-- START Excerpted data --

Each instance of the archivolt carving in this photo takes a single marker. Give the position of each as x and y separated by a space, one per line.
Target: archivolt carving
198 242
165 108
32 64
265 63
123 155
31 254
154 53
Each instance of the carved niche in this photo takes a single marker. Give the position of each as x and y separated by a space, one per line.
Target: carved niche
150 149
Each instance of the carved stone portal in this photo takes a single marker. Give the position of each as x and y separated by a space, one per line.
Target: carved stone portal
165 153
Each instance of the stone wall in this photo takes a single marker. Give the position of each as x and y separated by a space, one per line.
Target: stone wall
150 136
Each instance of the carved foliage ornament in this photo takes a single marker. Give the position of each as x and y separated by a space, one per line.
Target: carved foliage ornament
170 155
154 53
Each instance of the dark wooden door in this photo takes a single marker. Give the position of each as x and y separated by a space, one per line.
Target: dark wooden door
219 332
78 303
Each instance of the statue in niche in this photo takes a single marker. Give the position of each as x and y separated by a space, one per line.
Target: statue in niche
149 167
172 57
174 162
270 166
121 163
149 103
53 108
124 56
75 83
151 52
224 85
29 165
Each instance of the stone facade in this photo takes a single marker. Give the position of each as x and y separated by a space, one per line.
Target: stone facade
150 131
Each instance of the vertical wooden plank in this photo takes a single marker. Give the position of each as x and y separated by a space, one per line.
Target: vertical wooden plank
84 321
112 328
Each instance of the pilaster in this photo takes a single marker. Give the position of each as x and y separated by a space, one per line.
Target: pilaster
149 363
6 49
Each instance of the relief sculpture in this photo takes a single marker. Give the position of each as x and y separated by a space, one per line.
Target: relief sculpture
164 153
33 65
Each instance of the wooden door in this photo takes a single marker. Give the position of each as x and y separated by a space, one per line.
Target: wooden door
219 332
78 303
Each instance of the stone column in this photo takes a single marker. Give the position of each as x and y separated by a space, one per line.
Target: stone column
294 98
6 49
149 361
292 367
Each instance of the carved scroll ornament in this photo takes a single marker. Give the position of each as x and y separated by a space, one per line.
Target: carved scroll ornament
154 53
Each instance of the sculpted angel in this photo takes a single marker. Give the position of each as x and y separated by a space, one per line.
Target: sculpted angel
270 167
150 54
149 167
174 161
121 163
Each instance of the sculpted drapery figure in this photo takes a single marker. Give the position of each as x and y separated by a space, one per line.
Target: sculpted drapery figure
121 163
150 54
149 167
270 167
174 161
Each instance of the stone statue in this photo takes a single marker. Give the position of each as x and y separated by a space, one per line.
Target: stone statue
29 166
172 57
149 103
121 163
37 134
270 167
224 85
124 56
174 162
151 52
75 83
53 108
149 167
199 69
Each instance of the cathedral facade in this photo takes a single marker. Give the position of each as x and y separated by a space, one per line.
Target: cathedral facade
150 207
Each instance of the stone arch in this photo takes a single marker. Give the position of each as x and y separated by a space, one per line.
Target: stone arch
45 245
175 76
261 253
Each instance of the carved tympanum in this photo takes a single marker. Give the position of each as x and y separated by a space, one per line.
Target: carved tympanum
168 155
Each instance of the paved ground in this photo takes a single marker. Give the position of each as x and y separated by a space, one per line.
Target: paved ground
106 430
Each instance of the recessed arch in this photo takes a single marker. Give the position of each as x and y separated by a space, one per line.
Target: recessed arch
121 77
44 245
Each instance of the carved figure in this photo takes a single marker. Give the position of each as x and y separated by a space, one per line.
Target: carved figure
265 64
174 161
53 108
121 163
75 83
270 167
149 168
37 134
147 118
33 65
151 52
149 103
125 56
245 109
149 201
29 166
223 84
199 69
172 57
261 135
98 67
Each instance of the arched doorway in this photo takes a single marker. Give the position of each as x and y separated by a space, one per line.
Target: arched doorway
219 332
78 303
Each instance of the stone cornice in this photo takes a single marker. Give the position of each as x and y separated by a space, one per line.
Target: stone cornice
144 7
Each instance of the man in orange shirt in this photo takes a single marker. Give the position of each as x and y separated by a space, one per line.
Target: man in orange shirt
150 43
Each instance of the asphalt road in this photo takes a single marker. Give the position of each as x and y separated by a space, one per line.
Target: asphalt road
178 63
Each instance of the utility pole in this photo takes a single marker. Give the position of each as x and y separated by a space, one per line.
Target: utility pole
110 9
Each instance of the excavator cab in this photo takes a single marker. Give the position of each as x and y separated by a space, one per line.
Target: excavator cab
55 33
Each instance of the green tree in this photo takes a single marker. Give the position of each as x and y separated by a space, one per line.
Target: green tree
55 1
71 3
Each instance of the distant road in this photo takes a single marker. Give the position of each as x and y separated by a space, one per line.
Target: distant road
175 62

-- END Excerpted data --

== Given problem ==
Repeat the stretch of rows above from the line containing "Each instance of the green" through the last row, keeping every character unchanged.

== Response to the exercise ==
Each instance of the green tree in this photo takes a single marker. Give the position of each as x and y separated by a space, one per line.
Target: green tree
55 1
71 3
Each instance of the distant road in this photo takes a single marker. Give the position of each as x and y separated by a space, one per line.
Target: distant road
175 62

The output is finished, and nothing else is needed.